**PROBLEM**. For each line below that contains the word "plastic", return that line.

=====

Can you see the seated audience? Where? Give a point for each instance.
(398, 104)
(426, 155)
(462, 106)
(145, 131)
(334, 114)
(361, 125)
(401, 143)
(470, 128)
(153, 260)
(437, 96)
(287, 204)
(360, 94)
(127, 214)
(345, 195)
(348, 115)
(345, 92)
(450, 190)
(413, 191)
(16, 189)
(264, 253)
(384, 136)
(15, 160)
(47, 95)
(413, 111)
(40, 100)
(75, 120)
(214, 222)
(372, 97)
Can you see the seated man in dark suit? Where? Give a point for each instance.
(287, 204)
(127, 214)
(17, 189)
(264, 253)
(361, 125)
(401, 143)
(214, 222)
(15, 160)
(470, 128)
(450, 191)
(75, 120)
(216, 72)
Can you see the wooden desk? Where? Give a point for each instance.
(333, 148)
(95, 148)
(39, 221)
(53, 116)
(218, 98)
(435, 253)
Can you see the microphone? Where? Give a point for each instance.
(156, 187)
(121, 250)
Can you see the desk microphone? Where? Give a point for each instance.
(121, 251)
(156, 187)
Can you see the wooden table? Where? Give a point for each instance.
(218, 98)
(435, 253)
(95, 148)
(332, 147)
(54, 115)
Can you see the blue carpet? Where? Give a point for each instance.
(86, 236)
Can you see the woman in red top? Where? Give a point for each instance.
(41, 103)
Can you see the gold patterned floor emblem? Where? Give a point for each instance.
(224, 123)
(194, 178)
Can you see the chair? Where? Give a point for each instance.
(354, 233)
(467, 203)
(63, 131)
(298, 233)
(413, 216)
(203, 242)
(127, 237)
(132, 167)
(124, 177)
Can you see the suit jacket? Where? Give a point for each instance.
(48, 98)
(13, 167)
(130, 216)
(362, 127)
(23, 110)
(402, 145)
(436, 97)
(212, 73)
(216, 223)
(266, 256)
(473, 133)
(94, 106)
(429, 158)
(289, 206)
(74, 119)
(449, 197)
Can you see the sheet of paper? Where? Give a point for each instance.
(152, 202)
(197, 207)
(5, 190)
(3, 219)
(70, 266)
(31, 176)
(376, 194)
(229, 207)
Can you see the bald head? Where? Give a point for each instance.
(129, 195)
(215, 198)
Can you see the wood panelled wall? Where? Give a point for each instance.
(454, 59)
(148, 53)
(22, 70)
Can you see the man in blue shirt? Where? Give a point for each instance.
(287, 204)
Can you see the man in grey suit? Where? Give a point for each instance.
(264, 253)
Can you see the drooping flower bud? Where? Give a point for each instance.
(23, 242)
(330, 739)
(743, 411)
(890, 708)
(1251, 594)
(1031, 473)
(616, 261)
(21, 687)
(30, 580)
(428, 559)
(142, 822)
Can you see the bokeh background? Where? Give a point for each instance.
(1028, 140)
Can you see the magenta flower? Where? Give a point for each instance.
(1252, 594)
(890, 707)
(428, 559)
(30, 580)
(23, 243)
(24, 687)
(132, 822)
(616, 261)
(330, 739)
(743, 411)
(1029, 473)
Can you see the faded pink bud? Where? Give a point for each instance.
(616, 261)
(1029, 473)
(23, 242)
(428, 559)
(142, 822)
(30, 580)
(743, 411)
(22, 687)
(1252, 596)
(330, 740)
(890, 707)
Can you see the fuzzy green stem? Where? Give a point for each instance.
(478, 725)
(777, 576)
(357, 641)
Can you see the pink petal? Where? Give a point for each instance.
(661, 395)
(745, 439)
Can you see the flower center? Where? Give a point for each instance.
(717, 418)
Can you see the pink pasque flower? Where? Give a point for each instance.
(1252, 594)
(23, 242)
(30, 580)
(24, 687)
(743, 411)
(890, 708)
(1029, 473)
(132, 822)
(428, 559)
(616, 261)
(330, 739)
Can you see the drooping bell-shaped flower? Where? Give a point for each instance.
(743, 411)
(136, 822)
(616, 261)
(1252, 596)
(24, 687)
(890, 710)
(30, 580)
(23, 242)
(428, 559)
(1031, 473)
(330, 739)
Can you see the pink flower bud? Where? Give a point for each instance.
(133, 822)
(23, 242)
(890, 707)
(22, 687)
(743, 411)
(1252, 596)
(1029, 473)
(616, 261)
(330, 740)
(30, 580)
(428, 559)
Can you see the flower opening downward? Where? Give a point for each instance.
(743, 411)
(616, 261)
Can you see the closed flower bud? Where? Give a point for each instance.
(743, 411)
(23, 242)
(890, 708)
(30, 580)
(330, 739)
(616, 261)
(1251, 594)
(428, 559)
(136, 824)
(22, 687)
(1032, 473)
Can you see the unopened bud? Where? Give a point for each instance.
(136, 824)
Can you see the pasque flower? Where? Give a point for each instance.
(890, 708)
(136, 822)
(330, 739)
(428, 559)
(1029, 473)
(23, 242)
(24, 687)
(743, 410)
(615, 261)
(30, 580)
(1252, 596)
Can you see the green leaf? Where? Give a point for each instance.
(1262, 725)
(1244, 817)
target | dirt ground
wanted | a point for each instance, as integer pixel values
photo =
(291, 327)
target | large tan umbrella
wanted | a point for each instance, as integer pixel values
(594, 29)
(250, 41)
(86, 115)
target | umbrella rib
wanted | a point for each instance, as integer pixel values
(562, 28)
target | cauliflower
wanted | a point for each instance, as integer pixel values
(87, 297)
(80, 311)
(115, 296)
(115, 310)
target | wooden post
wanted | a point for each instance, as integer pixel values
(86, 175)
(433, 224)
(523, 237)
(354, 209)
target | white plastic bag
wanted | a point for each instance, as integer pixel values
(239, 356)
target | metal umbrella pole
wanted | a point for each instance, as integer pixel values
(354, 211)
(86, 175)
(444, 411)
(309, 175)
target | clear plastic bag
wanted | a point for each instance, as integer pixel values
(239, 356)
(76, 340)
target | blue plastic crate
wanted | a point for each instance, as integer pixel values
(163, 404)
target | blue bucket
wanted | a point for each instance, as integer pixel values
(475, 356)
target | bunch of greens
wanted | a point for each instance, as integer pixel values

=====

**EXERCISE RESPONSE**.
target | white plastic bag
target | clear plastic bag
target | blue plastic crate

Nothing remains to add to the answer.